# COMPITI RICHIESTI
**a)** Riscrivi il passo del brano sui motivi di giurisdizione che inizia con "2. Il determinante" e termina con "ristretta del secondo.", sostituendo "tutela giurisdizionale" con "protezione giurisdizionale".
**b)** Nel brano sui motivi di giurisdizione, riassumi in forma più breve il paragrafo che comincia con "L’art. 103 della Costituzione", conservandone i fatti principali.
**c)** Prosegui il brano sui motivi di giurisdizione a partire dall'ultima frase riportata.

La Costituzione, dunque, con la locuzione “i soli motivi inerenti alla giurisdizione” ha effettuato una precisa scelta di campo a favore del sindacato sui soli limiti esterni della giurisdizione, negando cittadinanza ad un controllo sul cattivo esercizio del potere giurisdizionale. Un siffatto approdo ermeneutico sembra suffragato dalla comparazione dell’art.111 comma 8 con gli altri precetti contenuti nella suddetta disposizione costituzionale, nonché dal combinato disposto degli artt. 103 e 113 della Costituzione. La norma di cui si discorre, invero, enuncia anche quelli che sono i caratteri fondamentali e i principi governanti ogni processo che possa dirsi giusto quanto alle sue modalità di estrinsecazione: contraddittorio tra le parti e parità delle armi, giudice terzo e imparziale, ragionevole durata, motivazione obbligatoria dei provvedimenti giurisdizionali. Le violazioni della legge processuale costituenti una lesione degli stessi sono annoverabili tra le violazioni di legge ex art. 111, comma sette, della Costituzione. Ciò sta a significare che il successivo comma 8 intende escludere dal sindacato della Corte di Cassazione anche la violazione dei principi processuali enunciati dal medesimo art. 111 Cost[6].
In altri termini, la contrapposizione tra sindacato in Cassazione per violazione di legge, anche processuale, e sindacato per motivi di giurisdizione sembra emergere in modo netto dalla lettura della trama complessiva della fonte di rango costituzionale. Una conferma la si ritrova sul piano ordinario, nella misura in cui l’art. 360 del c.p.c. contrappone i motivi inerenti alla giurisdizione alla erronea o falsa applicazione di norme sostanziali e alla violazione di norme processuali.
2. Il determinante discernimento tra giurisdizione e tutela giurisdizionale
Ma vi è di più. Dalla nostra Carta costituzionale, infatti, si evince una differenziazione tra il concetto di giurisdizione e di tutela giurisdizionale.
Il primo è nozione più ristretta del secondo.
L’art. 103 della Costituzione, infatti, delinea e delimita la giurisdizione del giudice amministrativo, mentre l’art. 113 Cost. sta ad indicare l’oggetto e le modalità con le quali deve essere erogata la tutela giurisdizionale ai cittadini nelle controversie in cui è coinvolta una pubblica amministrazione.
I soli motivi inerenti alla giurisdizione descrivono un sindacato della Cassazione sui soli confini tra i vari organi di giurisdizione, e non un sindacato esteso al modo di erogazione della tutela giurisdizionale, un sindacato sui limiti esterni e non interni della giurisdizione[7].

(Record di annotazione delle posizioni)
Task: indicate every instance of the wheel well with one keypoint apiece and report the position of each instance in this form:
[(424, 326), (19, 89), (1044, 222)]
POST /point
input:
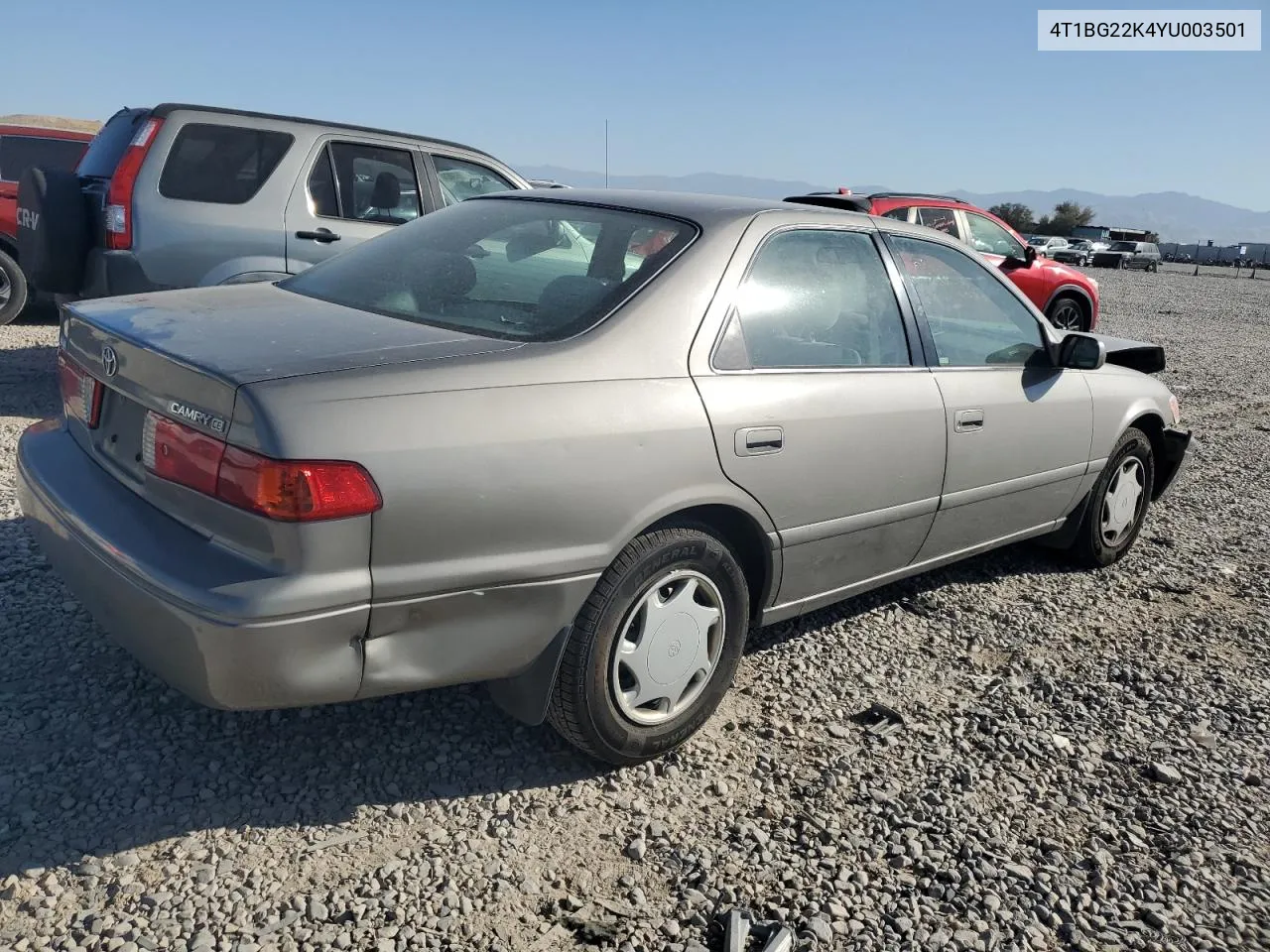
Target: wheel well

# SOLUZIONI DELL'ESERCIZIO
**a)**
2. Il determinante discernimento tra giurisdizione e protezione giurisdizionale
Ma vi è di più. Dalla nostra Carta costituzionale, infatti, si evince una differenziazione tra il concetto di giurisdizione e di protezione giurisdizionale.
Il primo è nozione più ristretta del secondo.

**b)** L'art. 103 Cost. delimita la giurisdizione del giudice amministrativo. L'art. 113 Cost. indica oggetto e modalità della tutela giurisdizionale dovuta ai cittadini nelle controversie che coinvolgono una pubblica amministrazione.

**c)**
L’individuazione dei provvedimenti impugnabili ex art. 111, comma 8, Cost., tuttavia, è divenuta tematica particolarmente spinosa a seguito dell’influenza esercitata dal diritto comunitario. La Corte di Cassazione[8], infatti, accedendo ad un’esegesi estensiva ed evolutiva della disposizione costituzionale de qua, ha annoverato tra i provvedimenti impugnabili anche le statuizioni del Consiglio di Stato non conformi al diritto comunitario, nonostante le medesime si sostanzino in un error in procedendo, ove comportino “un radicale stravolgimento delle norme di rito e dei parametri europei di riferimento” integrando così la decisione un diniego di giustizia, o meglio, un diniego della giusta giurisdizione.
Tale approdo ermeneutico può essere correttamente analizzato muovendo dal contesto normativo e giurisprudenziale in cui emerge, senza poter pretermettere le dovute digressioni sulle evoluzioni che hanno interessato il diritto e il processo amministrativo.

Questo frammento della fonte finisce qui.